About this task. No pictures are to be included when the entries below are reproduced exactly.

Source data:
== Segment start ==
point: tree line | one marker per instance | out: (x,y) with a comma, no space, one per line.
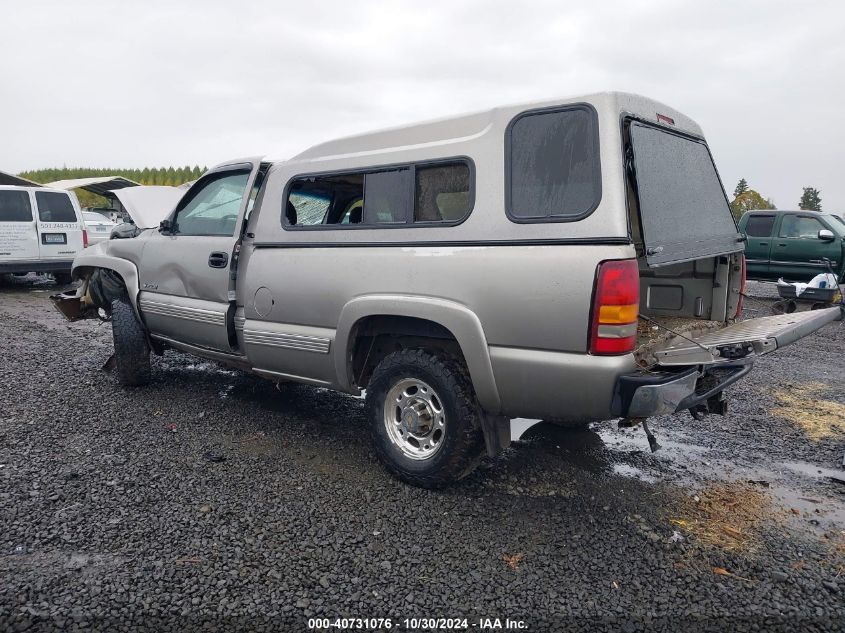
(747,199)
(170,176)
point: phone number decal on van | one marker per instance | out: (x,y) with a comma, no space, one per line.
(17,239)
(58,226)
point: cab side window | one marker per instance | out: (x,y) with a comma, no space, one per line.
(800,226)
(54,207)
(15,207)
(212,207)
(760,225)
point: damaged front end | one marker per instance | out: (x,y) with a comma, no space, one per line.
(93,298)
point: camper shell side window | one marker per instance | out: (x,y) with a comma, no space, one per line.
(552,165)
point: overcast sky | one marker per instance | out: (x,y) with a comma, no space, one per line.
(153,84)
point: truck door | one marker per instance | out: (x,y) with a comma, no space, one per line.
(59,226)
(797,250)
(186,272)
(18,236)
(758,228)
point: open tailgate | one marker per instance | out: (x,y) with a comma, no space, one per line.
(746,338)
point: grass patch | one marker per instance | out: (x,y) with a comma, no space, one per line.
(729,516)
(806,408)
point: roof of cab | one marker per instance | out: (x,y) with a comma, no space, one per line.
(464,127)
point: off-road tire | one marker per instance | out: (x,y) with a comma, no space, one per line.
(463,444)
(131,350)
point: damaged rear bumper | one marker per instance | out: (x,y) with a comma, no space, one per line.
(642,395)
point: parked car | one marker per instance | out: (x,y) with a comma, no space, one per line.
(98,226)
(463,272)
(792,244)
(41,230)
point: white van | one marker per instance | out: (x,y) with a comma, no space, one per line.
(41,230)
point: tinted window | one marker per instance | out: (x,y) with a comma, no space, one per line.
(800,226)
(683,208)
(54,207)
(14,206)
(386,197)
(326,200)
(442,193)
(212,206)
(402,195)
(759,225)
(553,165)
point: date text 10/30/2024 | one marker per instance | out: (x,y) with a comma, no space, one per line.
(415,624)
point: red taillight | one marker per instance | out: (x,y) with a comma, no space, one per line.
(615,307)
(742,289)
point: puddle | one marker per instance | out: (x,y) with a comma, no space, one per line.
(626,470)
(811,470)
(795,487)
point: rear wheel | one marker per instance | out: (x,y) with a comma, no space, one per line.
(131,350)
(425,421)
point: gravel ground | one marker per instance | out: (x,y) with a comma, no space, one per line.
(214,500)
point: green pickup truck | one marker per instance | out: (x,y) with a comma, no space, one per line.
(792,244)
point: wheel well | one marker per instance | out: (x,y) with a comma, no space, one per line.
(374,337)
(104,285)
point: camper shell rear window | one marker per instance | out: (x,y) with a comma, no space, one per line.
(552,165)
(684,212)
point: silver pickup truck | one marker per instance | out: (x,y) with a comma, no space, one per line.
(573,260)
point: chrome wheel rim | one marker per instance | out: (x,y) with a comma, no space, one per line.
(414,418)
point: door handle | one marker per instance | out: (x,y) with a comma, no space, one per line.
(218,260)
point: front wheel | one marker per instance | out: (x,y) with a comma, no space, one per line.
(425,421)
(131,350)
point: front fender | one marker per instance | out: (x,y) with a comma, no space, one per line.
(97,257)
(458,319)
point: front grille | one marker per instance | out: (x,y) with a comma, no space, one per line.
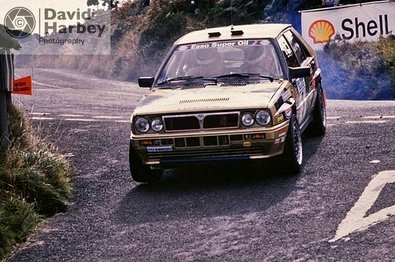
(206,152)
(201,121)
(219,121)
(181,123)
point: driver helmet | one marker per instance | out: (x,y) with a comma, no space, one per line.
(254,54)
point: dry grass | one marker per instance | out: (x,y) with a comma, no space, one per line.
(34,183)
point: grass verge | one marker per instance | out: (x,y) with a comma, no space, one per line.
(34,183)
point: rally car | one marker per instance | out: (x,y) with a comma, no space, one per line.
(229,93)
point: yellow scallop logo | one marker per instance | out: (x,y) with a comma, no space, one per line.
(321,31)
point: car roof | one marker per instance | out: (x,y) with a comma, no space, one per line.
(249,32)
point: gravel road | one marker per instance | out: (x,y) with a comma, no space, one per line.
(340,208)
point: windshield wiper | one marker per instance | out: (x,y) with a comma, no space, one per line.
(185,78)
(245,75)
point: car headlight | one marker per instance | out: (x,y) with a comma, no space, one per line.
(142,124)
(247,119)
(157,125)
(263,117)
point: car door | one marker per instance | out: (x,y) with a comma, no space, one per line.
(304,58)
(299,83)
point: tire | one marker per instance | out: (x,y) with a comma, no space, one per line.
(141,172)
(293,151)
(318,126)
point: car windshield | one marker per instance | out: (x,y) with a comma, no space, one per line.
(210,60)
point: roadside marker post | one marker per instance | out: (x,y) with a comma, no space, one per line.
(6,87)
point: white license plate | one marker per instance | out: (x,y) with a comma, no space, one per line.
(158,149)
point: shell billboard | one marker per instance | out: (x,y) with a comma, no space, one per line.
(361,22)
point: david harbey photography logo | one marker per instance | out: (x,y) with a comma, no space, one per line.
(21,23)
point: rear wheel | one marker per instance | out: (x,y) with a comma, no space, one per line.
(318,126)
(141,172)
(293,151)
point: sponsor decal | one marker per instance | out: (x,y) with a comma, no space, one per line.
(286,95)
(288,113)
(159,149)
(23,86)
(280,118)
(321,31)
(224,44)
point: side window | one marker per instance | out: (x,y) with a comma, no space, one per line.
(299,50)
(288,53)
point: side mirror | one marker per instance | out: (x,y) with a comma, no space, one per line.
(146,81)
(298,72)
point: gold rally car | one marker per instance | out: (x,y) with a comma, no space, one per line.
(228,93)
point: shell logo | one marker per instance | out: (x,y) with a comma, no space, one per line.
(321,31)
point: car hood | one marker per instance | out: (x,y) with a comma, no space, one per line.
(209,98)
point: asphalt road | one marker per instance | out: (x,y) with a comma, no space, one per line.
(340,208)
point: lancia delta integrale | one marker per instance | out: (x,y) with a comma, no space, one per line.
(229,93)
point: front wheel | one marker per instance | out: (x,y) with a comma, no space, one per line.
(141,172)
(293,151)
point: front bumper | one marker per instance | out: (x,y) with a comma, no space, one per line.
(167,150)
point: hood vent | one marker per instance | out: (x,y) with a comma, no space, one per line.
(232,84)
(204,100)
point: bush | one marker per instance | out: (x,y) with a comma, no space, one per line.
(34,183)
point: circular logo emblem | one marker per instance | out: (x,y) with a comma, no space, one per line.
(321,31)
(19,22)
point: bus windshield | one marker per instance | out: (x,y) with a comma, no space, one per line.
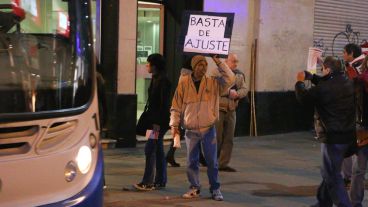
(45,55)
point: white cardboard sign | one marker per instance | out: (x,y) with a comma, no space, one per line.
(206,35)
== Segment end ==
Response below.
point: tree line | one marker per instance | out: (x,y) with a comma, no space, one per line.
(747,199)
(170,176)
point: phone number decal on van | one marker per instance | out: (x,y) with a comma, no space, one per line.
(17,239)
(58,226)
point: cab side window | one marker per instance | out: (x,y) with a comma, no space, one per line.
(800,226)
(54,207)
(15,207)
(212,207)
(760,225)
point: damaged front end | one marker per instance | out: (x,y) with a comma, no space, one per line.
(93,298)
point: camper shell side window | one marker per instance | out: (x,y) with a comma, no space, one per line.
(552,165)
point: overcast sky | one marker per instance | out: (x,y) with a comma, no space, one per line.
(153,84)
point: truck door | one marker per instance | out: (x,y) with a comma, no space, one per line.
(59,226)
(797,250)
(186,272)
(18,236)
(758,228)
point: open tailgate | one marker per instance | out: (x,y) with a comma, no space, one per line.
(746,338)
point: grass patch | one marker per instance | out: (x,y) with a comma, no space, one per line.
(729,516)
(806,408)
point: roof of cab | one marker per instance | out: (x,y) with a comma, no space, one per line.
(464,127)
point: off-road tire | one marker per instance | out: (x,y) with a comma, no space, one per line.
(463,444)
(131,350)
point: damaged rear bumper | one marker per instance | out: (x,y) with a comma, no space, one per line.
(642,395)
point: parked car | one marker per instance | out: (x,y) with a comma, no space, one per line.
(98,226)
(463,272)
(792,244)
(41,230)
point: white van | one marker per instance | out: (x,y) with a comma, no space, one per line.
(41,230)
point: tinted window | one marker per instance | out: (x,y) with a comma, no space, one per line.
(800,226)
(683,208)
(54,207)
(14,206)
(386,197)
(326,200)
(442,193)
(212,206)
(402,195)
(759,225)
(553,165)
point: date text 10/30/2024 | one marker per instance | out: (x,y) with a comma, no space, one per line.
(415,624)
point: red taillight | one marker per instance | out: (x,y) with a comma, no space, one per line.
(615,307)
(742,289)
point: puddle | one marker per instance | out: (x,y) with a comma, no space, one per line.
(626,470)
(811,470)
(795,487)
point: rear wheel | one marker per instance | out: (x,y) with a comma, no space, one per line.
(131,350)
(425,421)
point: gravel ground | one marker per instance | out: (x,y) with a comma, no space, one per line.
(214,500)
point: green pickup truck | one marker per instance | out: (x,y) with a comma, no space, one per line.
(792,244)
point: wheel well | one marker per instance | out: (x,y) with a comma, no space, one per line.
(374,337)
(104,285)
point: camper shell rear window | one marker per instance | out: (x,y) with a comma, no space, one per line.
(552,165)
(684,212)
point: silver pickup truck | one marker per instance | out: (x,y) with a comma, no space, one per line.
(573,260)
point: chrome wheel rim | one marker per instance | out: (x,y) with a comma, no space, one per line.
(414,418)
point: door handle | one marker per instance | out: (x,y) with a comma, no space, one per line.
(218,260)
point: front wheel | one marker per instance | out: (x,y) with a comma, no space, one per line.
(425,421)
(131,350)
point: front fender | one marker per instance | out: (x,y) with a comma, no space, one per line.
(97,257)
(458,319)
point: front grille | one marker per instance | out: (x,y) with a comma, no space, one per line.
(206,152)
(201,121)
(219,121)
(181,123)
point: driver helmet | one marker per instance | out: (x,y) with a comma, no space, one per line.
(254,54)
point: dry grass | one marker per instance | out: (x,y) with a comma, no space, one per line.
(34,183)
point: grass verge | one marker per instance | out: (x,y) with a comma, no space, one per line.
(34,183)
point: rally car | one marker per instance | out: (x,y) with a comma, no space, one per line.
(229,93)
point: yellow scallop logo | one marker per instance | out: (x,y) with a comma, no space, one per line.
(321,31)
point: car roof | one marker per instance | out: (x,y) with a comma, no space, one per line.
(249,32)
point: gravel road | one marker per instance | out: (x,y) with a comma, no space, one per line.
(340,208)
point: windshield wiper | one marker per instance | out: (x,y) with a comma, no space, one per line.
(185,78)
(245,75)
point: car headlight | one marker per instance | out: (x,y) with a comma, no space, one per line.
(142,124)
(247,119)
(157,125)
(263,117)
point: car door | one marker per instance | out: (x,y) with a comma, no space, one per line.
(304,58)
(299,83)
point: tire | one marker per instance | out: (x,y) with a comma, no space, one per line.
(141,172)
(293,151)
(318,126)
point: car windshield | one marker per instance | out: (x,y) with a comma, no space, one per line.
(210,60)
point: roadside marker post | one marker per instance | out: (x,y) with a comma, no space, one per line.
(6,87)
point: white license plate | one marker per instance | out: (x,y) with a comma, no space, one per line.
(158,149)
point: shell billboard | one marker per instance | out: (x,y) with a comma, no space, one per line.
(361,22)
point: david harbey photography logo | one marker per instance | out: (x,y) with a comma, no space, one per line.
(21,23)
point: rear wheel | one marker per instance | out: (x,y) with a comma, no space, one per line.
(318,126)
(141,172)
(293,151)
point: sponsor decal | one marker per instance | out: (x,y) with a comma, no space, one per line.
(286,95)
(288,113)
(159,149)
(23,86)
(280,118)
(321,31)
(224,44)
point: side window | one marker per instance | out: (x,y) with a comma, no space, one per line.
(299,50)
(288,53)
point: side mirror | one marker per instance | out: (x,y) with a comma, no space, one per line.
(146,81)
(298,72)
point: gold rally car | one marker per instance | out: (x,y) with a comma, no space, one per line.
(228,93)
point: shell logo | one marker per instance | out: (x,y) with a comma, no space, one per line.
(321,31)
point: car hood | one marker per instance | out: (x,y) with a comma, no space, one per line.
(209,98)
point: asphalt road | one marker per instance | out: (x,y) with a comma, no space, one per line.
(340,208)
point: lancia delta integrale | one marker per instance | out: (x,y) with a comma, no space, one per line.
(229,93)
point: front wheel | one marker per instance | out: (x,y) with a comma, no space, one per line.
(141,172)
(293,151)
point: front bumper | one marker per instance | out: (x,y) with a comma, no space, one per line.
(167,150)
point: hood vent | one marker per instance | out: (x,y) with a comma, no space, one per line.
(232,84)
(204,100)
point: bush | one marker per instance | out: (x,y) with a comma, no space, one per line.
(34,183)
point: circular logo emblem | one marker per instance | out: (x,y) with a comma, no space, one per line.
(321,31)
(19,22)
point: bus windshield | one marker per instance | out: (x,y) with a comma, no space, one per line.
(45,55)
point: white cardboard sign | one marker per instance | out: (x,y) with a comma, no space, one per line.
(206,35)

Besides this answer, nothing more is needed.